Mr. President, it’s Time to Pull Some of Those Drones Out of Yemen and Use Them to Help Find the Kidnapped Girls in Nigeria

Protesters in a "million-woman march" on Wednesday, April 30, in the Nigerian capital, Abuja, highlight the government's failure to rescue scores of girls who were kidnapped from their school in Chibok in mid-April. Militants seized about 230 girls in the dead of night at a high school in the nation's far northeast, a hotbed for Islamist group Boko Haram.
Protesters in a “million-woman march” on Wednesday, April 30, in the Nigerian capital, Abuja, highlight the government’s failure to rescue scores of girls who were kidnapped from their school in Chibok in mid-April. Militants seized about 230 girls in the dead of night at a high school in the nation’s far northeast, a hotbed for Islamist group Boko Haram.

If it had happened anywhere else, this would be the world’s biggest story.

More than 230 girls disappeared, captured by members of a brutal terrorist group in the dead of night. Their parents are desperate and anguished, angry that their government is not doing enough. The rest of the world is paying little attention.

The tragedy is unfolding in Nigeria, where members of the ultra-radical Islamist group Boko Haram grabbed the girls, most believed to be between 16 and 18, from their dormitories in the middle of the night in mid-April and took them deep into the jungle. A few dozen of the students managed to escape and tell their story. The others have vanished. (Roughly 200 girls remain missing.)

The latest reports from people living in the forest say Boko Haram fighters are sharing the girls, conducting mass marriages, selling them each for $12. One community elder explained the practice as “a medieval kind of slavery.”

- - - -

_Actions to take_:
(A) In the article about the kidnapped Nigerian schoolgirls, how much are Boko Haram fighters reportedly selling each girl for?
(B) Pick up the article about the kidnapped Nigerian schoolgirls after its final sentence and carry it forward.

_Dataset excerpt_:
- - - -

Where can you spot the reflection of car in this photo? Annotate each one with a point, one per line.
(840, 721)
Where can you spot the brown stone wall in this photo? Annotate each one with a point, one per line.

- - - -

_Replies_:
(A) $12 each.

(B)
While much of the world has been consumed with other stories, notably the missing Malaysian plane, the relatives of the kidnapped girls in the small town of Chibok in northeastern Nigeria have struggled for weeks with no resources to help them. The Nigerian government allayed international concerns when it reported — incorrectly — that it had rescued most of the girls. But the girls were still in captivity. Their parents raised money to arrange private expeditions into the jungle. They found villagers who had seen the hostages with heavily armed men.

Relatives are holding street protests to demand more help from the government. With a social media push, including a Twitter  #BringBackOurGirls campaign, they are seeking help anywhere they can find it.

Nigerians demand government do more to save abducted girls

It’s hard to imagine a more compelling, dramatic, heartbreaking story. And this is not a one-off event. This tragedy is driven by forces that will grow stronger and deadlier if the captors manage to succeed.

I think of these girls as trapped in the rubble of a collapsed building. Their mothers and fathers try to dig them out with their bare hands, while the men who brought down the building vow to blow up others. Everyone else walks by, with barely a second glance.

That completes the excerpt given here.